Brano da leggere:
L’incontro di Pinocchio con l’animazione, particolarmente favorito data la mole di momenti fantastici presenti nel testo di Collodi che quindi si prestano ad una resa animata, è continuata con altri casi celebri. Uno di questi è I sogni di Pinocchio (1996) di Hal Sutherland, sequel della storia di Pinocchio che arriva ad allontanarsi particolarmente dal romanzo di origine per costruire un universo originale. C’è poi stata la versione di Pinocchio proposta dalla saga di Shrek, dove il burattino è uno dei tanti personaggi fiabeschi che popolano il mondo raccontato. Infine, nel 2012 Enzo D’Alò ha portato al cinema il proprio adattamento della storia, con i disegni di Lorenzo Mattotti.

Dati grezzi:
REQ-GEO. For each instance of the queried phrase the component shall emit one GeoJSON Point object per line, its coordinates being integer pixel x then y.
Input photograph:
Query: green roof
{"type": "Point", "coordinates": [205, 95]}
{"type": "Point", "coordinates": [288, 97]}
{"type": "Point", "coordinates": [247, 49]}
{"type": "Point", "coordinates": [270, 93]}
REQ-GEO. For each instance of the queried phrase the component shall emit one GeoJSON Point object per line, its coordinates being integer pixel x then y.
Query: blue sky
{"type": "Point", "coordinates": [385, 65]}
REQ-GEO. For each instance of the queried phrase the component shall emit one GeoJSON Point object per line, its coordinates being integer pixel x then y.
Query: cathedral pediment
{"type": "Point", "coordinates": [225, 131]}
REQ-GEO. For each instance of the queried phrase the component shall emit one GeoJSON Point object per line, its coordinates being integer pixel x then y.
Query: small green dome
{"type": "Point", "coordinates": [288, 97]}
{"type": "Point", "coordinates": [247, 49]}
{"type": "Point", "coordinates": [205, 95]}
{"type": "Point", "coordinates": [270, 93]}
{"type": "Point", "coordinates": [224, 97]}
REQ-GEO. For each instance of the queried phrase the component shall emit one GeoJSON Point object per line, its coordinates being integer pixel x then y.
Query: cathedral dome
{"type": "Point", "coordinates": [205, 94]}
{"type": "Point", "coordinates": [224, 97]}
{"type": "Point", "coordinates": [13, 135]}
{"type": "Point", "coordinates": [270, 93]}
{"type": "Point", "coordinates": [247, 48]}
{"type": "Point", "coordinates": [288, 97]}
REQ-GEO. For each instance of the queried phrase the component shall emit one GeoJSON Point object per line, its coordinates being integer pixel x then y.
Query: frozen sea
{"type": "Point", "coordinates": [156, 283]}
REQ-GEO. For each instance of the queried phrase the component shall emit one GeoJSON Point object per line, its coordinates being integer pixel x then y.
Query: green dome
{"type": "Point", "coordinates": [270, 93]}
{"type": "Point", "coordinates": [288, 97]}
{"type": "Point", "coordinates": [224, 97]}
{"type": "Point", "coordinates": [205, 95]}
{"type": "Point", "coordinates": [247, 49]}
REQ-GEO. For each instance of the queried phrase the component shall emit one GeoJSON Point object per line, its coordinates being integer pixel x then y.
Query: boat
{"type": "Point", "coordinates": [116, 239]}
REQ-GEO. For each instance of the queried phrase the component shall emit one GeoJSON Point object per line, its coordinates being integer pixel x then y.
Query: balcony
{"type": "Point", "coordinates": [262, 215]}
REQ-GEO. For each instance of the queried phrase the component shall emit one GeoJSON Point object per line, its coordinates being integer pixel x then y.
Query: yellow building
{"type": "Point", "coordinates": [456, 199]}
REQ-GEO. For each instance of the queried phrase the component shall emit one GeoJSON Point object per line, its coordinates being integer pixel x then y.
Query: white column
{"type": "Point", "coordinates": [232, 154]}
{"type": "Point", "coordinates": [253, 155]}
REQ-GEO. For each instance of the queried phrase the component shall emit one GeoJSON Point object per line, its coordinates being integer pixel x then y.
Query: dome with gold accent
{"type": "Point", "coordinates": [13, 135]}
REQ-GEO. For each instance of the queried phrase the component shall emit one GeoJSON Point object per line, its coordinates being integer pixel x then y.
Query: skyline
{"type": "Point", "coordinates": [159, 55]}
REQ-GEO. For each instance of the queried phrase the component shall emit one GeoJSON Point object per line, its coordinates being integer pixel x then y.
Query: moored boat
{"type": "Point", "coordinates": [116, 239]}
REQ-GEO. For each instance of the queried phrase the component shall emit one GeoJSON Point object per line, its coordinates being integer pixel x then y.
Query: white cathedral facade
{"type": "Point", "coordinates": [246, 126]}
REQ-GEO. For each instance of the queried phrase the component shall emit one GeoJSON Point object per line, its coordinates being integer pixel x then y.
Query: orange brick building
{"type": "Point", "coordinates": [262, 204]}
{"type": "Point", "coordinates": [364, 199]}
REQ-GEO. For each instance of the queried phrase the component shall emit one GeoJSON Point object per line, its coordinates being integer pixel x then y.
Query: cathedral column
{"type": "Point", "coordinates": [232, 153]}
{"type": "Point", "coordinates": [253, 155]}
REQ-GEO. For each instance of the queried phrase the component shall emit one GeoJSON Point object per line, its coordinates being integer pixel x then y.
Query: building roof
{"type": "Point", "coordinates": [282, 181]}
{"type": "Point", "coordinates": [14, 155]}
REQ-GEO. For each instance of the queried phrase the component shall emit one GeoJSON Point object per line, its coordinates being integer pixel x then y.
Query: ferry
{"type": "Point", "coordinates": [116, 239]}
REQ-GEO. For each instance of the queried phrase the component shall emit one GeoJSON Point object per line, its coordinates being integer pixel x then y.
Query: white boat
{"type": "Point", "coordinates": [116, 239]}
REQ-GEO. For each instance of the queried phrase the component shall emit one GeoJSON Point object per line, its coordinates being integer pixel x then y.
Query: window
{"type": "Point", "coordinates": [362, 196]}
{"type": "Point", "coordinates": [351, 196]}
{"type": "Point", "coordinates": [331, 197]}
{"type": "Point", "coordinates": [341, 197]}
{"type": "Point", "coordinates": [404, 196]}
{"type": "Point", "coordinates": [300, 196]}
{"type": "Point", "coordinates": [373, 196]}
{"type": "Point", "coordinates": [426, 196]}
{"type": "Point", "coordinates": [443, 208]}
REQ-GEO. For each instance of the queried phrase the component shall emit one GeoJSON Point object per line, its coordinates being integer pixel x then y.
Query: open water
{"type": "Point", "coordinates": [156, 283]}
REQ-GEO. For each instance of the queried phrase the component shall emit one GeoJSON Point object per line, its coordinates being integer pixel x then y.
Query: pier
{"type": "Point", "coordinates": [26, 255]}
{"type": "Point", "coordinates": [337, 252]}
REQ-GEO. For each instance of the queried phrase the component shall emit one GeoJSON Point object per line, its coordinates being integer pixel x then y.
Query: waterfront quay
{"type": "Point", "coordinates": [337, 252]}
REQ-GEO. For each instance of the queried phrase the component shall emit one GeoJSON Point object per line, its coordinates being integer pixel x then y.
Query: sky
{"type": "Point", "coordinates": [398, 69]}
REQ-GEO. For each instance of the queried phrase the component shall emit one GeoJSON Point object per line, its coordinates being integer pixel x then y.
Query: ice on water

Compito da svolgere: Secondo il brano su Pinocchio e l’animazione, chi ha realizzato i disegni dell’adattamento portato al cinema da Enzo D’Alò nel 2012?

Soluzione proposta: Lorenzo Mattotti.